(EXERCISE): Format every line of the items below as a JSON list of strings, one string per line, with blank lines omitted. Leave the pictures out.

(RECORD EXTRACTS):
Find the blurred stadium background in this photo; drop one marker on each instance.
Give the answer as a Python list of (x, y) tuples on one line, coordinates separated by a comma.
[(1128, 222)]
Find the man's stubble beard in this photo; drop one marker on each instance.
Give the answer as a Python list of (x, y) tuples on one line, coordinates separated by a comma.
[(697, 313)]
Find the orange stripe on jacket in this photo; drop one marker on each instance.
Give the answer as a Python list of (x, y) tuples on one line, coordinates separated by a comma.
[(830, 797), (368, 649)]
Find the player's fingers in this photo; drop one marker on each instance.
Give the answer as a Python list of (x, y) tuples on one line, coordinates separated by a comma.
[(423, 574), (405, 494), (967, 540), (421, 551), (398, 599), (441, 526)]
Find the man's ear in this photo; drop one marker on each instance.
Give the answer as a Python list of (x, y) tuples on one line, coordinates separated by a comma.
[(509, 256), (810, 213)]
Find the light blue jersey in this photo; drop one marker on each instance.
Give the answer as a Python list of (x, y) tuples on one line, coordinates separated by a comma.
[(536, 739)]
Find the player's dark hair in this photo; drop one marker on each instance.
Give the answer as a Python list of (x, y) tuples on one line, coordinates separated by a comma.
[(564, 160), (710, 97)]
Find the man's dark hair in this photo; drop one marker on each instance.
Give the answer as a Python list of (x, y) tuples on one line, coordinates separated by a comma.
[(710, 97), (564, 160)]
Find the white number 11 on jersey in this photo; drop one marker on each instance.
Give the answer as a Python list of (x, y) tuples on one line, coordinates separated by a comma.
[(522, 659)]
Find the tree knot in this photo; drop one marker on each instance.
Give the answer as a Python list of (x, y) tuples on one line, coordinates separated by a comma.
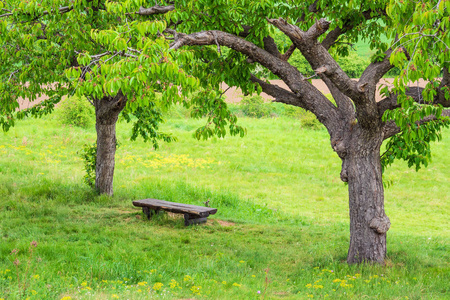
[(380, 224)]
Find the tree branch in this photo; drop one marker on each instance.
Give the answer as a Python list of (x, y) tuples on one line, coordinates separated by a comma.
[(374, 72), (317, 55), (348, 24), (308, 96), (288, 53), (281, 95), (390, 102), (61, 10), (154, 10)]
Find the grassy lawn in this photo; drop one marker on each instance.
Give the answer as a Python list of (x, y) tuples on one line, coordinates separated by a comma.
[(281, 230)]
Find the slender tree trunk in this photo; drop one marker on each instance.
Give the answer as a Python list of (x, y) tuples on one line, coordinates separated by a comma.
[(107, 112), (368, 221)]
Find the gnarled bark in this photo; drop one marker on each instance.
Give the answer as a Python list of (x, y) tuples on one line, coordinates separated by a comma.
[(368, 222), (107, 110)]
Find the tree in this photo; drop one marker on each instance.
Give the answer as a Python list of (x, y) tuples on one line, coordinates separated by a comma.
[(111, 52), (409, 118), (416, 37)]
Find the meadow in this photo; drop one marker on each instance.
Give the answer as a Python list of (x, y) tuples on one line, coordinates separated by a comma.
[(281, 230)]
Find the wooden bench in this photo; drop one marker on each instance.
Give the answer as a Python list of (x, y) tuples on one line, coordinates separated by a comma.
[(193, 214)]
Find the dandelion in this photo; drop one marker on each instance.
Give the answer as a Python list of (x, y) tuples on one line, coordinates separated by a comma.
[(173, 284), (318, 286), (196, 289), (157, 286)]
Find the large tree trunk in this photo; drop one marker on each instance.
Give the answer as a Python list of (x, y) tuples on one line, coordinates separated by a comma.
[(107, 112), (368, 221)]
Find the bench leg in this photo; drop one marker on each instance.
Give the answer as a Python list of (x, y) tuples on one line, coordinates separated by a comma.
[(149, 212), (191, 219)]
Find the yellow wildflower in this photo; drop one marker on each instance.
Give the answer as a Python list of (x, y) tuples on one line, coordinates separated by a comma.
[(173, 284), (318, 286), (196, 289), (157, 286)]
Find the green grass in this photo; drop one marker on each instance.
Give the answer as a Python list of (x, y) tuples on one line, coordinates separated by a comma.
[(281, 227)]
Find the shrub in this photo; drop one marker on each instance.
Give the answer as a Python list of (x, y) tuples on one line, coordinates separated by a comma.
[(254, 106), (76, 111)]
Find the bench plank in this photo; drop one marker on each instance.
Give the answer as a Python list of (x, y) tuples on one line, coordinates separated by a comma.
[(174, 207)]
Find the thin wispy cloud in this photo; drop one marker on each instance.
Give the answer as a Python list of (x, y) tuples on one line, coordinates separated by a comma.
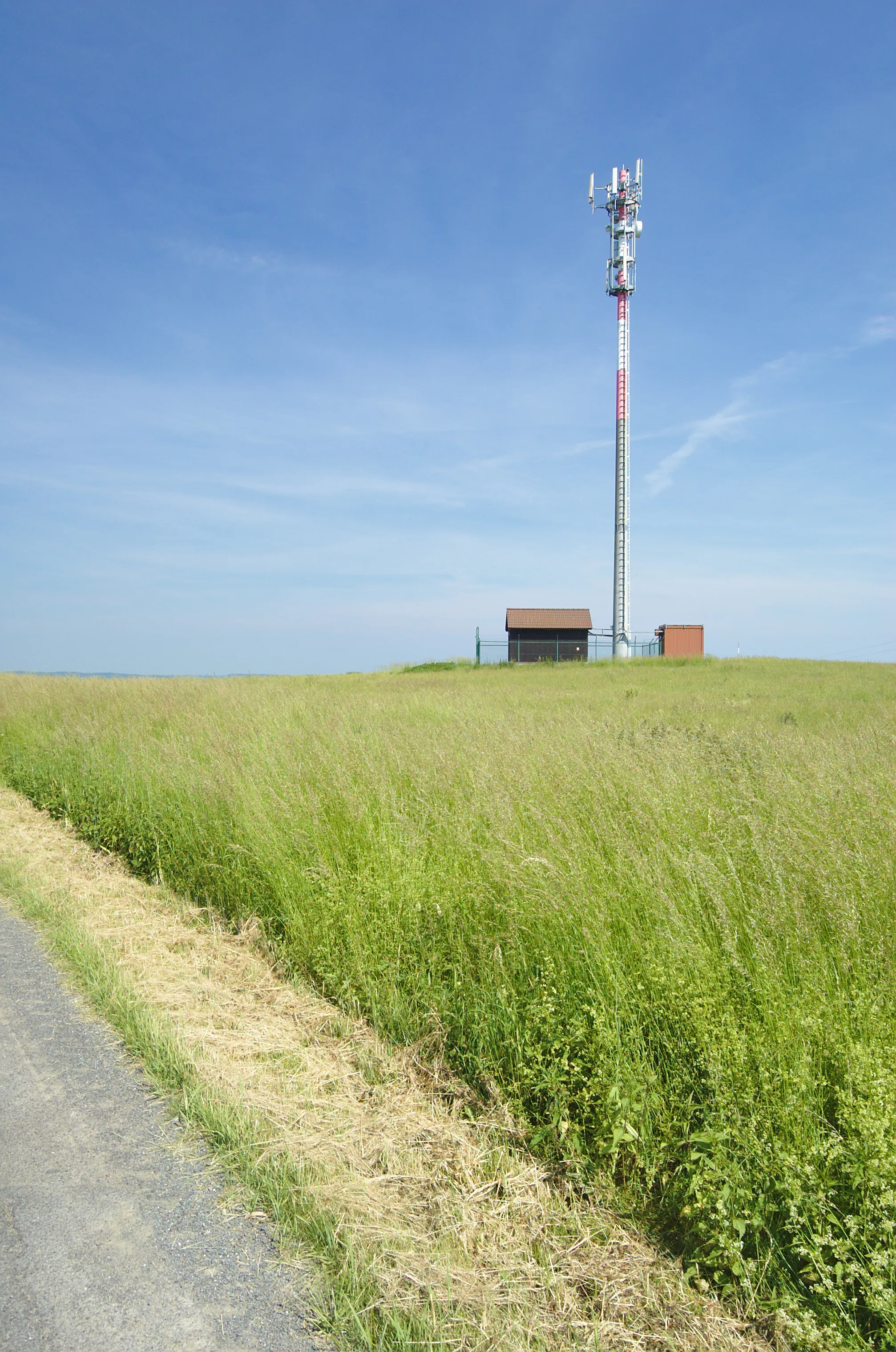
[(722, 424)]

(WRITTEN ANSWER):
[
  "Find the blurred stadium background in this photo; drop one marker on each instance.",
  "Give the answer as a Python list of (x, y) tuples on one line, coordinates separated by a comma.",
  "[(1128, 222)]",
  "Find the man's stubble beard in this photo; drop one marker on each instance.",
  "Give the answer as a Python list of (x, y) tuples on one line, coordinates separated by a comma.",
  "[(697, 313)]",
  "Find the orange stripe on jacket in this photo; drop one marker on each instance.",
  "Give the answer as a Python list of (x, y) tuples on one line, coordinates separated by a comma.",
  "[(830, 797), (368, 649)]",
  "Find the player's fingers in this photo; drop one marker on each instance.",
  "Give the answer as a Python list of (x, y) tuples on one line, coordinates separated by a comma.",
  "[(423, 574), (405, 494), (967, 540), (421, 551), (398, 599), (441, 526)]",
  "Find the man's ear in this photo; drop one marker on each instance.",
  "Give the answer as a Python list of (x, y) tuples on one line, coordinates separated by a comma.",
  "[(509, 256), (810, 213)]",
  "Find the light blue jersey in this photo; drop one marker on each instance.",
  "Give the answer as a Python list of (x, y) tuples on one line, coordinates separated by a comma.",
  "[(536, 739)]",
  "Find the player's dark hair in this photo; drop one marker on each instance.",
  "Give the answer as a Python list of (x, y) tuples on one line, coordinates separated by a comma.",
  "[(564, 160), (710, 97)]",
  "Find the man's dark hair in this photo; drop one marker on each instance.",
  "Give the answer as a Python list of (x, y) tuples on one line, coordinates separated by a comma.",
  "[(710, 97), (564, 160)]",
  "Find the white number 11 on jersey in this photo; drop one marker on each instance.",
  "Give the answer as a Python list of (x, y) tuples on one line, coordinates separated by a comma.",
  "[(522, 659)]",
  "Find the tree knot in this photo; drop one marker on each instance.",
  "Give the answer as a Python list of (x, y) tuples on one line, coordinates separated by a comma.",
  "[(380, 224)]",
  "Find the tree branch in this photo; drop one marker on each instance.",
  "Give the answer as a Python list of (x, y) tuples on one line, coordinates separated by a comma.",
  "[(374, 72), (317, 55), (348, 24), (308, 96), (288, 53), (281, 95), (390, 102), (61, 10), (154, 10)]",
  "Find the grassy lawn in this photo; drop one marker on each instance.",
  "Give the answer as a Python list of (x, y) tuples on one line, coordinates separated by a comma.",
  "[(281, 230)]",
  "Find the slender tree trunk in this photo; drop one marker on each instance.",
  "Give the answer as a Python list of (x, y) tuples on one line, coordinates separated by a comma.",
  "[(107, 112), (368, 221)]",
  "Find the gnarled bark in this photo; drop one marker on each instance.",
  "Give the answer as a Python list of (x, y) tuples on one line, coordinates separated by a comma.",
  "[(368, 222), (107, 110)]",
  "Find the tree in this photo; drop one marker on each instance.",
  "Give the answer as a Python list of (x, y) tuples on one line, coordinates separated by a comma.",
  "[(111, 52), (409, 118), (416, 37)]",
  "Find the meadow in this photo; drop one marker on each instance.",
  "Give the answer as a Python list of (x, y) tuples on one line, coordinates separated by a comma.",
  "[(281, 230)]",
  "Find the wooden bench in this photo; drop one marker on each instance.",
  "Give the answer as a Python list of (x, y) tuples on one line, coordinates separated by a comma.",
  "[(193, 214)]",
  "Find the dandelion in this photo; drop one marker on each instance.",
  "Give the answer as a Python list of (x, y) tuples on one line, coordinates separated by a comma.",
  "[(173, 284), (318, 286), (196, 289), (157, 286)]",
  "Find the large tree trunk in this photo; drop one marker on each instance.",
  "Give the answer as a Python list of (x, y) tuples on one line, coordinates separated by a comma.",
  "[(107, 112), (368, 221)]",
  "Find the bench leg in this photo; drop one marker on each instance.",
  "Give the answer as a Python list of (x, y) tuples on one line, coordinates separated by a comma.",
  "[(149, 212), (191, 219)]",
  "Find the yellow wildflower in this photo; drop one marker on each instance.",
  "Give the answer as a Python list of (x, y) tuples on one line, coordinates separated by a comma.",
  "[(173, 284), (318, 286), (196, 289), (157, 286)]",
  "Find the green grass in this photo; drop one marker on each instance.",
  "Give the answer as a Python list of (x, y) tuples on one line, coordinates separated by a comma.",
  "[(281, 227)]",
  "Find the shrub in this photo; drop one marker on each instance.",
  "Give the answer as a Python list of (x, y) tuples on one line, coordinates separated by a comma.",
  "[(254, 106), (76, 111)]",
  "Find the bench plank in this photo; drop one marker on each instance.",
  "Give the answer as a Python list of (x, y) tuples on one line, coordinates separated by a comma.",
  "[(174, 207)]",
  "Find the thin wispy cloud in this photo; drop one marker on each instance.",
  "Give the answer as a Python list of (x, y) tuples on one line, coordinates separated by a comma.",
  "[(722, 424)]"
]